#### Text shown ####
Feedback About Progress Can Improve Patient Outcome

A program to signal when patients
may be at risk of dropout.

Reprinted from Eating Disorders Review
July/August Volume 24, Number 4
©2013 Gürze Books

“Measurement is the first step that leads to control and eventually to improvement. If you can’t measure something, you can’t understand it. If you can’t understand it, you can’t control it. If you can’t control it, you can’t improve it.” –H. James Harrington, author of business books.

Patients with eating disorders have a high risk of treatment failure, due to the high incidence of relapse and multiple medical complications. And, even with treatment, the condition of many eating disorder patients tends to deteriorate or they may prematurely drop out of treatment. An ongoing feedback program for patients and therapists may help reduce treatment failure, according to results of a recent preliminary study (Psychotherapy Res. 2013; 23:287).
#### Recorded information ####
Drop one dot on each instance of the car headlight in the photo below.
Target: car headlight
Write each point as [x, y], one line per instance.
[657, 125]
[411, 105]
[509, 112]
####
In the quotation near the top of the feedback-about-progress article, list in order the verbs that follow "can't" in each sentence beginning "If you can't".

measure, understand, control, improve